> PROMPT
Give these lines as a numbered list, skipping blank lines and leaving the pictures out.

(Entries for bounding box labeling)
-*-*-

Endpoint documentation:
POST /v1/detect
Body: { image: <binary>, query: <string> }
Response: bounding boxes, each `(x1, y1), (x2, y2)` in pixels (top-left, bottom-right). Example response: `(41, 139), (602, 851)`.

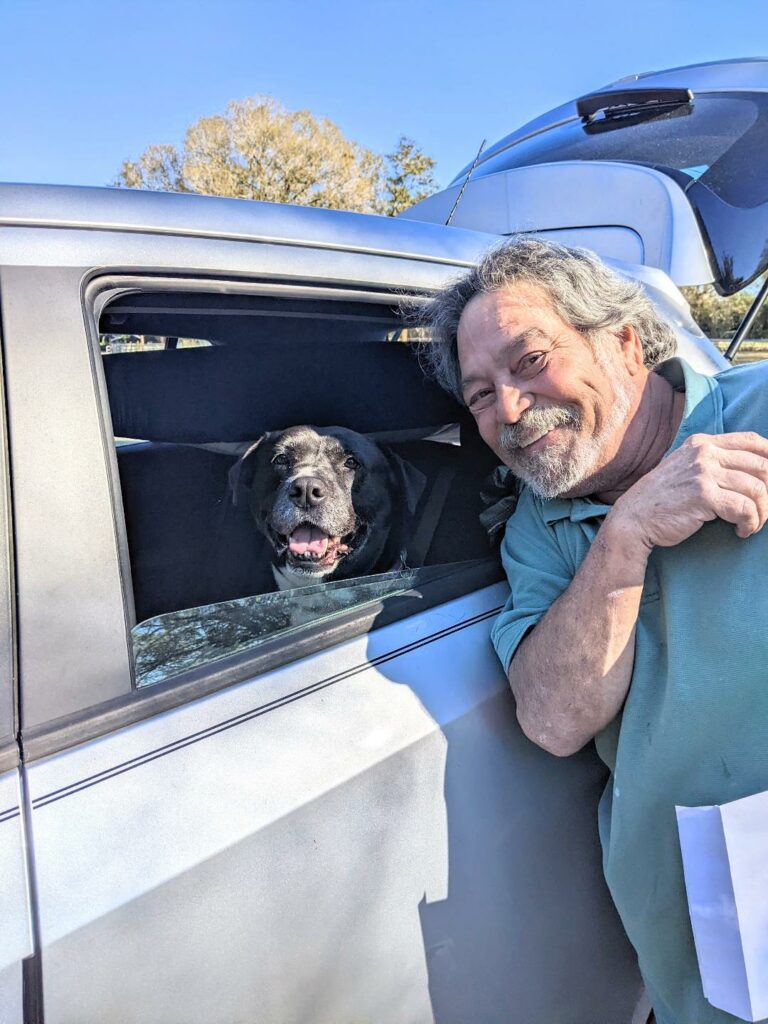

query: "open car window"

-*-*-

> WRITTEN SOLUTION
1. Endpoint documentation:
2. POST /v1/detect
3. Body: { image: <binary>, query: <string> }
4. Response: bounding boxes, each `(x1, y1), (x2, y2)` in pixels (top-left, bottom-right). Example response: `(41, 139), (602, 851)`.
5. query: "open car window"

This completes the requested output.